# TASK DATA
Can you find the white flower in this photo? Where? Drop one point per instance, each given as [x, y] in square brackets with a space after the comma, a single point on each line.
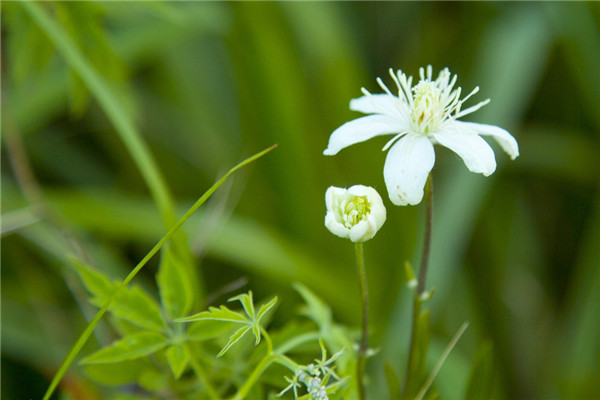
[356, 213]
[421, 116]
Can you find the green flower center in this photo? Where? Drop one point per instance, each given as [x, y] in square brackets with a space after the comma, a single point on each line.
[426, 106]
[355, 211]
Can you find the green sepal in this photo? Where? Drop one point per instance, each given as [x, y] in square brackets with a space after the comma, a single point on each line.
[175, 285]
[481, 379]
[128, 348]
[131, 304]
[178, 358]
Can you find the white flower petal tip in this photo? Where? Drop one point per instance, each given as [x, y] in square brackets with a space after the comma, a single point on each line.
[406, 168]
[356, 213]
[428, 110]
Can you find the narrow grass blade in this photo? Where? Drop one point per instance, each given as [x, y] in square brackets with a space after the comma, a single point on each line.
[441, 361]
[70, 357]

# TASK ITEM
Without including any picture, write out the material above verbatim.

# WRITTEN REPLY
Can you find the white flower in this photo? Where? Drop one point per instance, each given as [x, y] in square brackets with a space after the comma, a single point on each line.
[356, 213]
[421, 116]
Can you find the green flower center in this photo? Where? Drop one point per instance, each given as [x, y] in square brackets with a space after the comma, a single point on each line.
[426, 106]
[355, 211]
Can you find the green sepal in this photo? Where? Drop one point per instance, each given as [x, y] in square brackets with a space after the comma, a single point on each line.
[175, 285]
[481, 379]
[128, 348]
[131, 304]
[178, 358]
Can you find the white flower petal tip in this photo? Where? Drop one point per instance, each given as [x, y] in square brackets with a space after the comma, a single point on each line.
[406, 168]
[356, 213]
[428, 110]
Can you find the narrow grass blade in this photo? Where? Drop one point per instance, each given as [x, y] in square brackets with a space after the comma, a single point on each line.
[441, 361]
[70, 357]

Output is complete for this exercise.